::: Text shown

Publications

Yu, Y; Malone, BP; Renzullo, LJ; Burton, CA; Tian, SY; Searle, RD; Bishop, TFA; Walker, JP (2025). Spatial Soil Moisture Prediction From In Situ Data Upscaled to Landsat Footprint: Assessing Area of Applicability of Machine Learning Models. IEEE TRANSACTIONS ON GEOSCIENCE AND REMOTE SENSING, 63, 4505019.

Abstract
The inherent spatial mismatch between satellite-derived and ground-observed near-surface soil moisture (SM) data necessitates cautious interpretation of point-to-pixel comparisons. Although data-driven upscaling of point-scale SM may enable statistically sound comparisons, the uncertainty across a spatial domain was less explored in previous studies. This gap underscores the need of addressing the spatial prediction uncertainties when extrapolating SM information to a broader spatial scale. Accordingly, this study presents a spatial prediction approach integrating machine learning (ML) and spatiotemporal fusion, which enables the characterization of SM variability at the Landsat satellite footprint. Spatially clustered SM from 28 in situ stations was extrapolated to a $100 \times 100$ km area at 100 m resolution over a cross-validation (CV) period (2016-2019) and an independent test period (2020-2021). The area of applicability (AOA), which represents the spatial extent within which a prediction model is considered reliable, was determined for two ML models: random forests (RFs) and extreme gradient boosting (XGB). The AOA of RF and XGB models encompassed 43.1% and 41.5% of the study area, respectively. The spatial SM predictions were further evaluated against multiple independent datasets, including field campaign data, in situ SM from different networks, and satellite retrievals. Specifically, RF-predicted SM achieved a spatial R of 0.62-0.64 against field campaign data, temporal R of 0.84-0.91 against network-recorded data, and spatiotemporal R of 0.87 against SM active passive (SMAP) L2 data during the CV period. SM predictions within the AOA showed markedly lower uncertainties, which were further validated across an extended area ( $300 \times 300$ km) with diverse physiographic conditions. Overall, this study demonstrated the use of AOA in delineating the statistically reliable spatial extent for ML-based SM predictions.

DOI:
10.1109/TGRS.2025.3565818

ISSN:
1558-0644

::::::

## The task
Rewrite the publication listing from "Yu, Y; Malone, BP;" to "SENSING, 63, 4505019.", putting "Sentinel-2" in place of "Landsat".

::: Dataset extract

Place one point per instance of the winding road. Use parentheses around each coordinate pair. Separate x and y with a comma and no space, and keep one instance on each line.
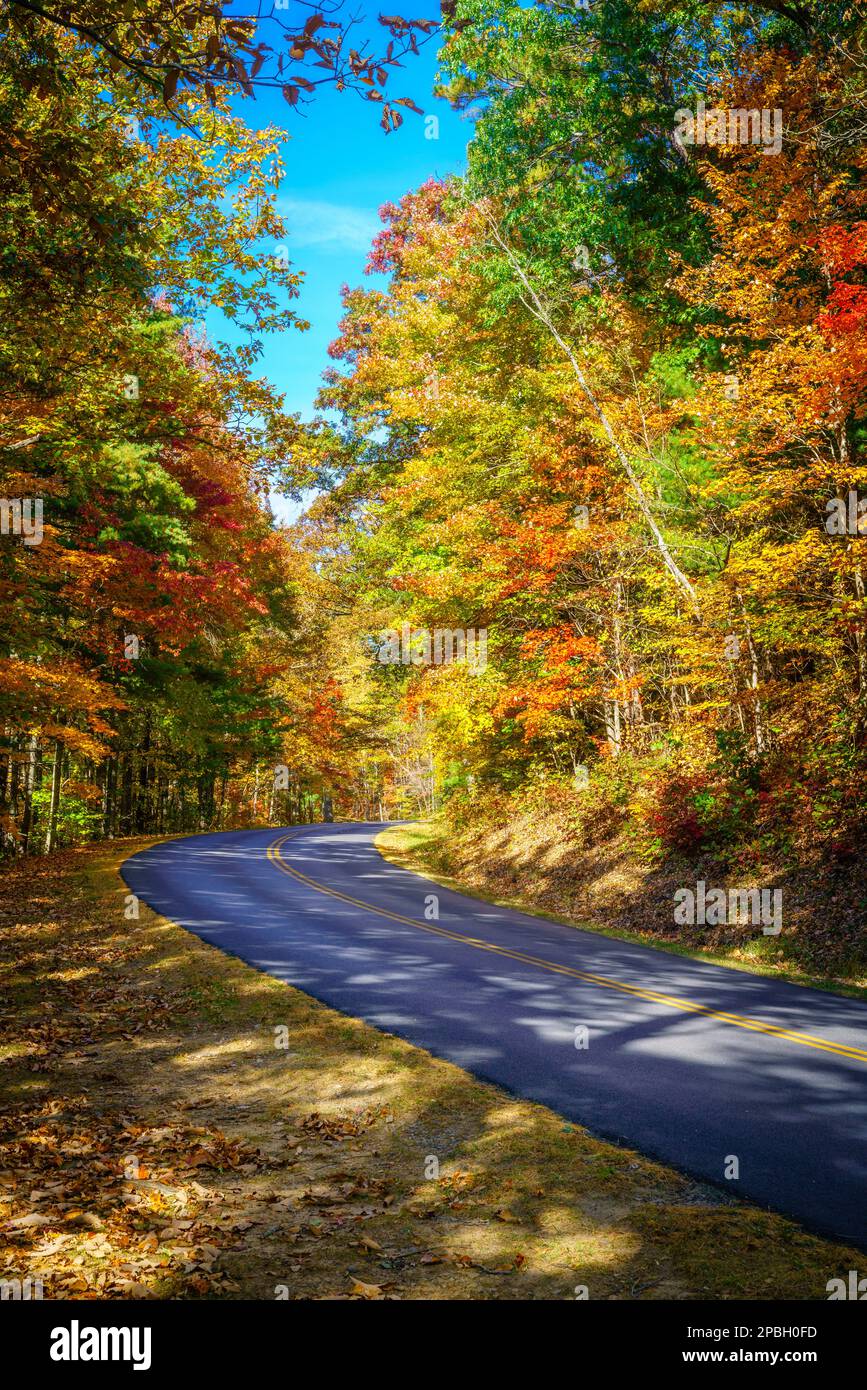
(688,1062)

::::::

## Full answer
Yu, Y; Malone, BP; Renzullo, LJ; Burton, CA; Tian, SY; Searle, RD; Bishop, TFA; Walker, JP (2025). Spatial Soil Moisture Prediction From In Situ Data Upscaled to Sentinel-2 Footprint: Assessing Area of Applicability of Machine Learning Models. IEEE TRANSACTIONS ON GEOSCIENCE AND REMOTE SENSING, 63, 4505019.